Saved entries
++++++

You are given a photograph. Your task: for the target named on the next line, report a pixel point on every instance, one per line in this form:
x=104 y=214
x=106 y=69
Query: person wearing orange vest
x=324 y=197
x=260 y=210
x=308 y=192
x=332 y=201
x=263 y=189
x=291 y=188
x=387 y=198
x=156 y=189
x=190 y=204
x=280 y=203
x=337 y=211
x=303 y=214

++++++

EXERCISE GOAL: Word for word, copy out the data.

FINISHED EXERCISE:
You are given a photograph. Your task: for the target named on the next line, report a pixel point on every instance, one per line in this form:
x=104 y=214
x=106 y=69
Query: person wearing orange vest
x=324 y=197
x=260 y=210
x=308 y=192
x=332 y=201
x=263 y=189
x=291 y=188
x=387 y=198
x=156 y=189
x=190 y=204
x=280 y=203
x=337 y=211
x=303 y=214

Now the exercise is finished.